Krótkie ćwiczenie 1 » Przepisz wiernie fragment tekstu o proteście w Sejmie, od słów "Niedługo po rozpoczęciu" do słów "tys. zł oszczędności." włącznie.

Tekst do czytania »

• • • • • • •

Niedługo po rozpoczęciu protestu Stanisław Pięta przekonywał swoim Twitterze: - Dalsze tolerowanie łamania prawa jest błędem. Z zachowaniem ostrożności straż marszałkowska powinna wynieść protestujących i przekazać policji. Zdecydowanie łatwiej o tak kategoryczną postawę, gdy samemu żyje się w domu o powierzchni 110 m2 i dysponuje chociażby 135 tys. zł oszczędności.
Marszałek Sejmu, Marek Kuchciński na spotkaniu z mieszkańcami wsi Koprzywnica w województwie świętokrzyskim stwierdził zaskakująco: - Codzienne wyżywienie kosztuje i my bierzemy to na siebie, ale chyba ktoś musi za to zapłacić. Choć szybko Kancelaria Sejmu opublikowała komunikat, w którym tłumaczyła, że "problem z pokryciem wydatków na posiłki dla osób protestujących nie polega na wysokości kwoty lub tym, że jako instytucja 'żałuje' środków (...) ale do rozstrzygnięcia są wyłącznie sprawy proceduralne, czyli prawo do wydatkowania środków publicznych na ten cel", to jednak mleko się rozlało. Cóż, posiadacz domu wartego 850 tys. zł, działki wartej 160 tys. zł i Hondy CRV (z 2012 roku) na co dzień raczej takimi rzeczami jak koszt wyżywienia się nie martwi.
Krystyna Pawłowicz najpierw zasugerowała, że przez protestujących w Sejmie nieładnie pachnie, po czym uderzyła w jedną z matek oraz posłankę ich wspierającą, pisząc: - Wielgus,Hartwich! Za wasze zachowanie płacą skrajnymi emocjami wasi podopieczni,zabijacie ich cholerne egoistki! Możemy domniemywać, że posiadaczka 75 tys. zł oszczędności oraz dwóch mieszkań (wartych łącznie ok. 750 tys. zł) pachnie zjawiskowo zawsze i wszędzie.

• • • • • • •

Dane wejściowe »
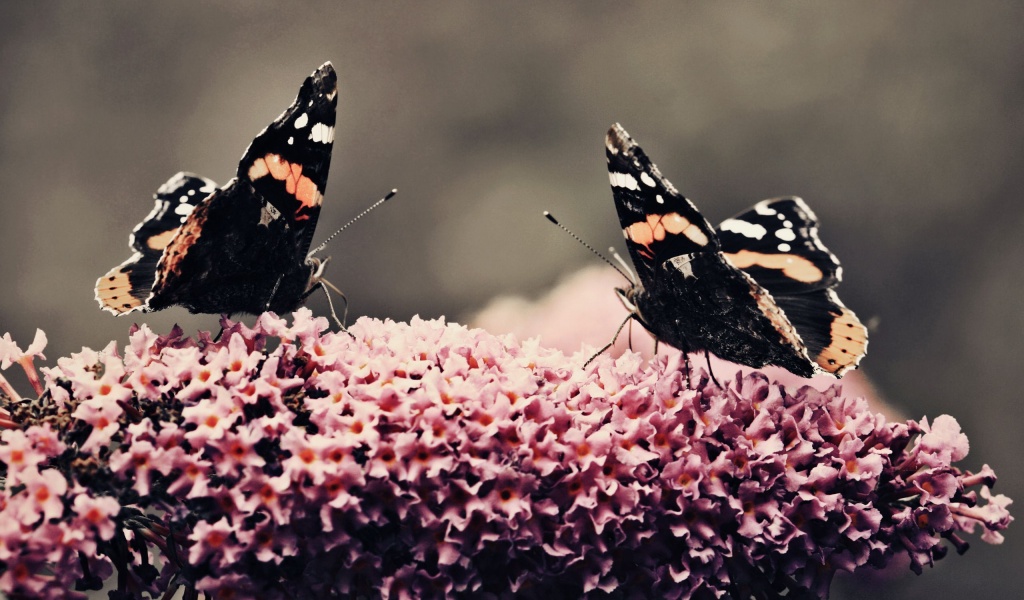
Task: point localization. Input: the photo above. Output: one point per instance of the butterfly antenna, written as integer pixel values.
(355, 218)
(632, 276)
(551, 218)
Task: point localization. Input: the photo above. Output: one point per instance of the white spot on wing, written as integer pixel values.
(682, 262)
(623, 180)
(745, 228)
(322, 133)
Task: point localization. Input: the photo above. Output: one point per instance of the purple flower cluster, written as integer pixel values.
(427, 460)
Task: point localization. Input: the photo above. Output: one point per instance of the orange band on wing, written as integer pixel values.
(657, 226)
(296, 183)
(794, 266)
(849, 343)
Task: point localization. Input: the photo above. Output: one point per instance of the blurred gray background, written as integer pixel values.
(900, 123)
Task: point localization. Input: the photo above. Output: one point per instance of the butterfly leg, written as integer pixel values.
(334, 314)
(710, 372)
(686, 360)
(224, 317)
(611, 343)
(273, 292)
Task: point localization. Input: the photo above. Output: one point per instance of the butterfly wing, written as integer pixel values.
(776, 243)
(689, 296)
(245, 249)
(658, 222)
(288, 163)
(127, 287)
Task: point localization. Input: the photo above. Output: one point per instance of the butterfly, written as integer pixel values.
(240, 248)
(758, 291)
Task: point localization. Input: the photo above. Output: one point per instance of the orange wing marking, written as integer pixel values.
(656, 227)
(849, 344)
(114, 292)
(296, 183)
(794, 266)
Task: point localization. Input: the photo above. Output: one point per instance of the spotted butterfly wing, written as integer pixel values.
(243, 248)
(127, 286)
(777, 244)
(689, 294)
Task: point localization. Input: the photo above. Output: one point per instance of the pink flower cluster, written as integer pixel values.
(427, 460)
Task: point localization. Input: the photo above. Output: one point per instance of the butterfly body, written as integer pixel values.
(758, 291)
(243, 247)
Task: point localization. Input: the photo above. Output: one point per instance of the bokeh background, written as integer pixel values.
(901, 124)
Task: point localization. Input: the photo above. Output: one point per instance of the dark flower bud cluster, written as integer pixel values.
(427, 460)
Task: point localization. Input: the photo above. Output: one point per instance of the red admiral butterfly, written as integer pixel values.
(757, 291)
(241, 248)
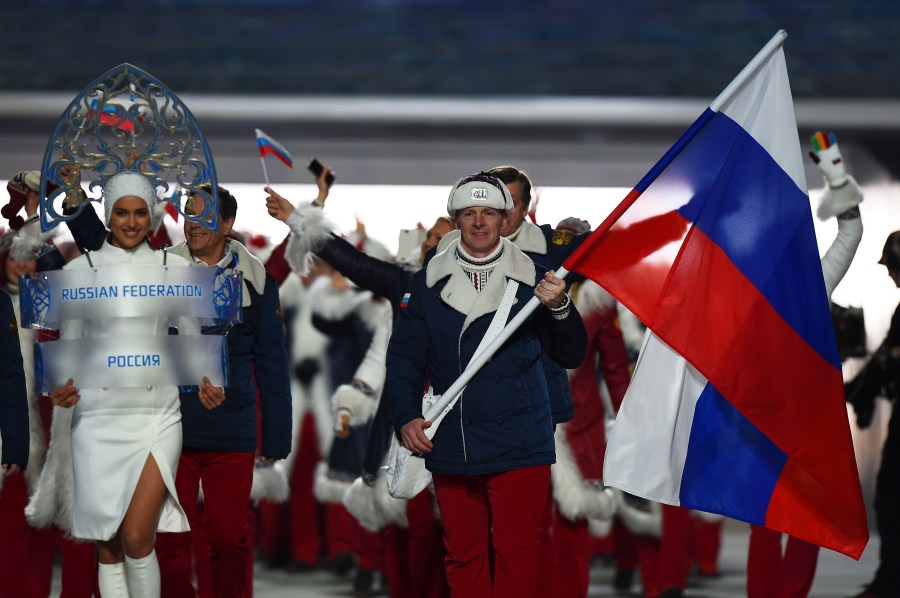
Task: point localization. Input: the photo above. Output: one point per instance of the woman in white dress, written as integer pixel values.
(126, 441)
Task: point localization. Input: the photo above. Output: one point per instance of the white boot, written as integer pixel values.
(111, 579)
(142, 576)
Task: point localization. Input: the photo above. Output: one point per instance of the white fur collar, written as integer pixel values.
(528, 238)
(459, 292)
(248, 264)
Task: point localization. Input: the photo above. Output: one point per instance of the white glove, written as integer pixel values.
(827, 156)
(842, 194)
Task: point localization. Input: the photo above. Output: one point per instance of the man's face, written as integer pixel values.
(434, 236)
(16, 269)
(479, 229)
(205, 244)
(517, 215)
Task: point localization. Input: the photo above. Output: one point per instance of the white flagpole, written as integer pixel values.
(481, 359)
(748, 71)
(262, 160)
(476, 364)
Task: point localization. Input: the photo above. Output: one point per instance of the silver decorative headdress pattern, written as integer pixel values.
(127, 120)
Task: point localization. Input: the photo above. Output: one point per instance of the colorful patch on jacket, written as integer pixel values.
(562, 237)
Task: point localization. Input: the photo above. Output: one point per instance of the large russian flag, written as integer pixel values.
(737, 403)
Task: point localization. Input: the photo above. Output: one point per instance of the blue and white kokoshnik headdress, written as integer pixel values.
(127, 120)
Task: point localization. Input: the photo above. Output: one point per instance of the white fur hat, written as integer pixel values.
(128, 183)
(479, 190)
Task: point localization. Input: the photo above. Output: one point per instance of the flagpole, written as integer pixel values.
(482, 358)
(748, 71)
(262, 161)
(457, 387)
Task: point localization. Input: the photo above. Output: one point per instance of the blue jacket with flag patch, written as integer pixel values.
(503, 420)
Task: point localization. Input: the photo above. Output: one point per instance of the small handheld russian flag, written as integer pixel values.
(268, 145)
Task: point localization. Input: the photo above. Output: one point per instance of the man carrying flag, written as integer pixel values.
(740, 327)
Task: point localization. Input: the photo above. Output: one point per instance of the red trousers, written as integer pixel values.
(665, 563)
(773, 575)
(706, 543)
(293, 531)
(491, 530)
(571, 542)
(426, 553)
(226, 479)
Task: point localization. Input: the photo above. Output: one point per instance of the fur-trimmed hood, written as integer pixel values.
(460, 294)
(575, 496)
(310, 232)
(248, 264)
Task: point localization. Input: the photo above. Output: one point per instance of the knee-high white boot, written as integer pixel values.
(111, 579)
(142, 576)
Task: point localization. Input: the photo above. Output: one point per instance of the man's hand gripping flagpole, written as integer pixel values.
(437, 411)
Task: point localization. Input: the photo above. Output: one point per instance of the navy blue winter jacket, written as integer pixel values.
(13, 400)
(503, 421)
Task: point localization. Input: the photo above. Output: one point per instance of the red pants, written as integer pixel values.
(491, 530)
(294, 530)
(226, 478)
(706, 543)
(665, 563)
(396, 563)
(426, 552)
(773, 575)
(571, 559)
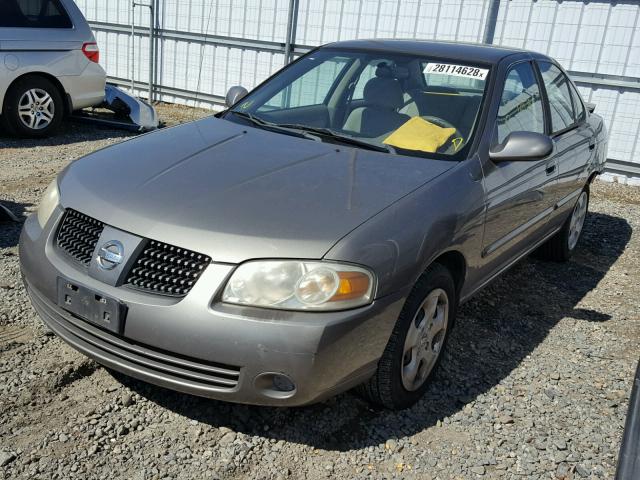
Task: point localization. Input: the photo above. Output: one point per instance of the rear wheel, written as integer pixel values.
(416, 343)
(561, 246)
(33, 107)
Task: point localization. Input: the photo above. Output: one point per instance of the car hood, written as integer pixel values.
(236, 193)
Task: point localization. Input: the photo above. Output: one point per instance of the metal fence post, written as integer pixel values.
(292, 21)
(492, 19)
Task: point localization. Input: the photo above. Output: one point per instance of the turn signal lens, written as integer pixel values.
(48, 204)
(91, 51)
(299, 285)
(352, 285)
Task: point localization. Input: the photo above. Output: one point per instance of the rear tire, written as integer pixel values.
(561, 246)
(416, 343)
(33, 107)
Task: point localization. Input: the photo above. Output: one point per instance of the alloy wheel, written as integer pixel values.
(425, 339)
(36, 109)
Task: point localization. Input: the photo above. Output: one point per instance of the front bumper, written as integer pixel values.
(209, 349)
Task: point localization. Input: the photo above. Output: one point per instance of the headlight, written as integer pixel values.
(48, 203)
(299, 285)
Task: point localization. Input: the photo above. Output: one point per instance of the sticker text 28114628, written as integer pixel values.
(456, 70)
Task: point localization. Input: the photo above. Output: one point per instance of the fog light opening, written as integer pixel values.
(283, 384)
(275, 385)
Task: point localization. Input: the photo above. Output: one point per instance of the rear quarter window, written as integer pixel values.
(33, 14)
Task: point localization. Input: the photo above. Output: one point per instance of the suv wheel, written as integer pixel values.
(561, 246)
(416, 343)
(33, 107)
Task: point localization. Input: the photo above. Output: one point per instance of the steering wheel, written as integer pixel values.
(451, 145)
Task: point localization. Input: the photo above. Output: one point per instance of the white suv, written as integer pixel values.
(48, 65)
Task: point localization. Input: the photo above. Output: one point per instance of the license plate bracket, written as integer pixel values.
(91, 306)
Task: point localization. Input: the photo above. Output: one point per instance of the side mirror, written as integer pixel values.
(522, 146)
(234, 95)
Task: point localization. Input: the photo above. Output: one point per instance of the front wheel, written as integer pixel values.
(33, 107)
(561, 246)
(416, 343)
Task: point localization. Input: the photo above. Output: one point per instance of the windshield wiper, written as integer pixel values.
(327, 132)
(273, 126)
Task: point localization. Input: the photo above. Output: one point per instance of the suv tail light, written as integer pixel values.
(91, 51)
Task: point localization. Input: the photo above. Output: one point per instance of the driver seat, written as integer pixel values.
(383, 98)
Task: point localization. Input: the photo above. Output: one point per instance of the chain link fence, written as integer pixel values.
(196, 49)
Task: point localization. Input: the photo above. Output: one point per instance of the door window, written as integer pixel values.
(559, 95)
(521, 104)
(578, 107)
(33, 14)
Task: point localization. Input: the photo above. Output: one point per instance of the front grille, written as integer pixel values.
(137, 359)
(78, 235)
(166, 269)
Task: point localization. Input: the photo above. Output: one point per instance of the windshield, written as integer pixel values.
(398, 103)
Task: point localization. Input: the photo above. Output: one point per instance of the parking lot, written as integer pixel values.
(535, 383)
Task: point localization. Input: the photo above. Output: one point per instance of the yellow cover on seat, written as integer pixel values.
(419, 134)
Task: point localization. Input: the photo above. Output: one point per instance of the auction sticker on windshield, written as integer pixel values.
(456, 70)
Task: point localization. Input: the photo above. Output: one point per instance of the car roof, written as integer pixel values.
(472, 52)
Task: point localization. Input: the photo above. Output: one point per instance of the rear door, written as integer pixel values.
(518, 193)
(573, 137)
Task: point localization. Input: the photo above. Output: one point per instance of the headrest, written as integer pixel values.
(384, 70)
(384, 93)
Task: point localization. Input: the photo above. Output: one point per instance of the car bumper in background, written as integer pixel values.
(203, 348)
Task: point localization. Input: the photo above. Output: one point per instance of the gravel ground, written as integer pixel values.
(535, 384)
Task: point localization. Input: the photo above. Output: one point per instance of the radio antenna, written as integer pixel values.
(202, 47)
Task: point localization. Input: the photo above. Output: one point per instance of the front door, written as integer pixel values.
(518, 199)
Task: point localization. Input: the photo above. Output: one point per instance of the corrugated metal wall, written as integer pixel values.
(206, 46)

• • • • • • •

Krótkie ćwiczenie 2 » Zapisz wiersze danych wejściowych od wiersza zawierającego "headrest, written as integer pixel values." aż do końca tych danych, włącznie z oboma krańcami, jako CSV z dwiema kolumnami: zapytanie i wynik. Utwórz jeden wiersz CSV na każde zapytanie razem z jego wynikiem, a każde pole ujmij w cudzysłów, zamieniając podziały linii na spacje.

Przykładowe rozwiązanie 1 »
Niedługo po rozpoczęciu protestu Stanisław Pięta przekonywał swoim Twitterze: - Dalsze tolerowanie łamania prawa jest błędem. Z zachowaniem ostrożności straż marszałkowska powinna wynieść protestujących i przekazać policji. Zdecydowanie łatwiej o tak kategoryczną postawę, gdy samemu żyje się w domu o powierzchni 110 m2 i dysponuje chociażby 135 tys. zł oszczędności.

Przykładowe rozwiązanie 2 »
zapytanie,wynik
"Task: point localization. Input: the photo above. Output: one point per instance of the headrest, written as integer pixel values.","(384, 70) (384, 93)"
"Task: point localization. Input: the photo above. Output: one point per instance of the car bumper in background, written as integer pixel values.","(203, 348)"
"Task: point localization. Input: the photo above. Output: one point per instance of the gravel ground, written as integer pixel values.","(535, 384)"
"Task: point localization. Input: the photo above. Output: one point per instance of the radio antenna, written as integer pixel values.","(202, 47)"
"Task: point localization. Input: the photo above. Output: one point per instance of the front door, written as integer pixel values.","(518, 199)"
"Task: point localization. Input: the photo above. Output: one point per instance of the corrugated metal wall, written as integer pixel values.","(206, 46)"